Quoted passage:
* * * * * * * * *
Mustafa Demir (b 18 January 1961) is a Turkish politician, a member of parliament, the former Minister of Public Works and Housing under Prime Minister Recep Tayyip Erdoğan, and the founder and former chairman of the ruling AK Party's Samsun Province chapter.

Biography

Early life and education 

He was born in the Black Sea Region town of Şalpazarı in Trabzon into a family with 9 children. His father Hüseyin Demir was a famous coppersmith nicknamed 'Bakırcı Hüseyin' in the Şalpazarı District. Following his primary and high school education in Trabzon, Mustafa Demir matriculated in 1979 at Karadeniz Technical University and graduated in 1983 with a degree in architecture.

Career 

He started commerce in his high school years. He was busy with copper-aluminium plate & kitchen goods fabrication and wholesaling in these years. He had his military training as a reserve officer - control engineer. He worked in private sector as a decompte definitif expert and in public sector as a control engineer. He has been working as a building contractor, architect, and durable consumer goods tradesman since 1991. On 29 September 2001, he founded the AK Party Samsun chapter. He was elected as an MP from the party in the 3rd order in Samsun in the 2002 Turkish general election.
* * * * * * * * *
Goals:
a - Reproduce a passage from the Mustafa Demir biography verbatim, beginning at the words "Mustafa Demir (b" and stopping after "Samsun Province chapter.".
b - According to the Mustafa Demir biography, in which year did he graduate from Karadeniz Technical University, and in what field was his degree?

Listing:
* * * * * * * * *
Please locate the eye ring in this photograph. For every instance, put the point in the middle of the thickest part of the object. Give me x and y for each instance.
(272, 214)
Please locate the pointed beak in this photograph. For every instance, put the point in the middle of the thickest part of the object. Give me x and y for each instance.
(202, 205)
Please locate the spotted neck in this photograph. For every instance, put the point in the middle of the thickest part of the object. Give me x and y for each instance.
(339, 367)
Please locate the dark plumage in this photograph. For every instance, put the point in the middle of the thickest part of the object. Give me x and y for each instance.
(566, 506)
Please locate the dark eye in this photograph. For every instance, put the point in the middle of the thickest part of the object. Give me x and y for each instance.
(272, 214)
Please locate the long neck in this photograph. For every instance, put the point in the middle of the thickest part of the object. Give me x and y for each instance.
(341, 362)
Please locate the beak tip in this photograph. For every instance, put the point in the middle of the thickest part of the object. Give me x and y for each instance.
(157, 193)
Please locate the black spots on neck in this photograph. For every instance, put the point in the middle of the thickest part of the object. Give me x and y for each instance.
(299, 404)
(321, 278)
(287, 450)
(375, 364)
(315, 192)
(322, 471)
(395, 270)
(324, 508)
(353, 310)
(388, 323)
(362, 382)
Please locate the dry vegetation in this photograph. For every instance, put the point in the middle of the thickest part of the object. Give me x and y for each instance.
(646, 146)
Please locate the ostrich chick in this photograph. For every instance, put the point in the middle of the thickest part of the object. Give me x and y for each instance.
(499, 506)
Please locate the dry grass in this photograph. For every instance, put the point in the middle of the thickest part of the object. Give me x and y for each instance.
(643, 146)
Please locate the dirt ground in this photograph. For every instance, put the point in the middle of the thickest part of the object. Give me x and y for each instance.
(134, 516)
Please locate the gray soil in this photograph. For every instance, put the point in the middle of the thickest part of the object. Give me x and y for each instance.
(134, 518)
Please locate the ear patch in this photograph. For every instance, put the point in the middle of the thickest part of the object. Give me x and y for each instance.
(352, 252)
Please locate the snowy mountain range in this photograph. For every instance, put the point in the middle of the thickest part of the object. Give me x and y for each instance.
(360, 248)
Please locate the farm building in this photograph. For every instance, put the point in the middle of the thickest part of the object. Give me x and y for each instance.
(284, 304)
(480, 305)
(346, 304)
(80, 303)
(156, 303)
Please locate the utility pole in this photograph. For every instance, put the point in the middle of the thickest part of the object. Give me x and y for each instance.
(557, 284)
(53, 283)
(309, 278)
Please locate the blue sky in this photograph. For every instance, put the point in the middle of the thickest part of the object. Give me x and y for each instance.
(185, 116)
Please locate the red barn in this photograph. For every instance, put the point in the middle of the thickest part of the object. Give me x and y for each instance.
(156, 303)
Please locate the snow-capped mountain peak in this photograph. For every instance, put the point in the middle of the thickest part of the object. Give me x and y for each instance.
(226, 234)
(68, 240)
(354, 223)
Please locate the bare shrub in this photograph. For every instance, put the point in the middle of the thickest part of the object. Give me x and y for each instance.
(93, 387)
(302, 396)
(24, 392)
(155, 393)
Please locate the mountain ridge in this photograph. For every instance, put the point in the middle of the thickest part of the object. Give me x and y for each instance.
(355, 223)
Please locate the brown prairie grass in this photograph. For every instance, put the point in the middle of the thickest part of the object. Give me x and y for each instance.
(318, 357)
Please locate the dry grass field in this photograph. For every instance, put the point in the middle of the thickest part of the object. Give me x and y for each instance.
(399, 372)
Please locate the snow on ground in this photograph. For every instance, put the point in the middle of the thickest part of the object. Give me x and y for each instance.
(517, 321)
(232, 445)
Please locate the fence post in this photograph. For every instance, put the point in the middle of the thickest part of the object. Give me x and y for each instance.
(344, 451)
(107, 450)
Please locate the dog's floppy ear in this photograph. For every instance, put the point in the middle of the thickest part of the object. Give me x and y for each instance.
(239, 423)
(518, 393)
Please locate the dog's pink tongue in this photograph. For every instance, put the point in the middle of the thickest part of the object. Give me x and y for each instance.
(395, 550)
* * * * * * * * *
Results for the exercise:
a -
Mustafa Demir (b 18 January 1961) is a Turkish politician, a member of parliament, the former Minister of Public Works and Housing under Prime Minister Recep Tayyip Erdoğan, and the founder and former chairman of the ruling AK Party's Samsun Province chapter.

b - He graduated in 1983 with a degree in architecture.